# Turning my Back on the Piano...



## Ingélou

I am going to give up on the piano - maybe to take it up again, as some suggest, in a few years if my circumstances change. At present, with John's illnesses and my mother's dementia, I feel as if I need more 'empty time' for me, as well as more time to keep the house & garden in order.

The fiddle is my one true love, and my only real desire is to be a folk fiddler. So I'm not going on with the Grade 4 exam either. I've spent money on the books, but at least I have learned to play three lovely pieces with greater flair and polish than I usually do, and that was a good experience. Practising scales and shifts didn't harm me either!

It is not a question of being too old to learn the piano, as my teacher tells me that I'm making good progress - but I see that to get anywhere, I'd need a lot more time and motivation than I've got. I hate to skimp, and that is what I've had to do so far. I'm also not enamoured of the teaching materials - I'm learning modern pieces that I don't like much, and I do wonder why so much time has to be spent on *staccato*?

Rows of box annotation data:
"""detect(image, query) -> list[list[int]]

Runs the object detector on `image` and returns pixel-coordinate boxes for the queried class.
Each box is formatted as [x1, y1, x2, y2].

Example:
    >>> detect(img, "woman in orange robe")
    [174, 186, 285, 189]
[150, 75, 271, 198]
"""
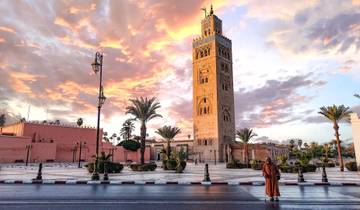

Complete the following:
• 1. In the forum post about giving up the piano, which instrument does the writer call their one true love?
• 2. Extend the forum post about giving up the piano, picking up right after its final sentence.

The responses:
• 1. The fiddle.

• 2.
I don't regret trying the piano - I will do the odd fun practice now and then. I have learned to read the bass clef and improved my timing and sight-reading somewhat & strengthened my fingers a little.

So from now on this blog - *if *I continue - will be about fiddling, tout seul.


----------



## Baregrass

Nice post Ingelou. I understand about having to make time in our 3rd age. I too am struggling to get my fiddle playing back in order after a shoulder operation. However, keep it up. Music is a precious gift. Good luck!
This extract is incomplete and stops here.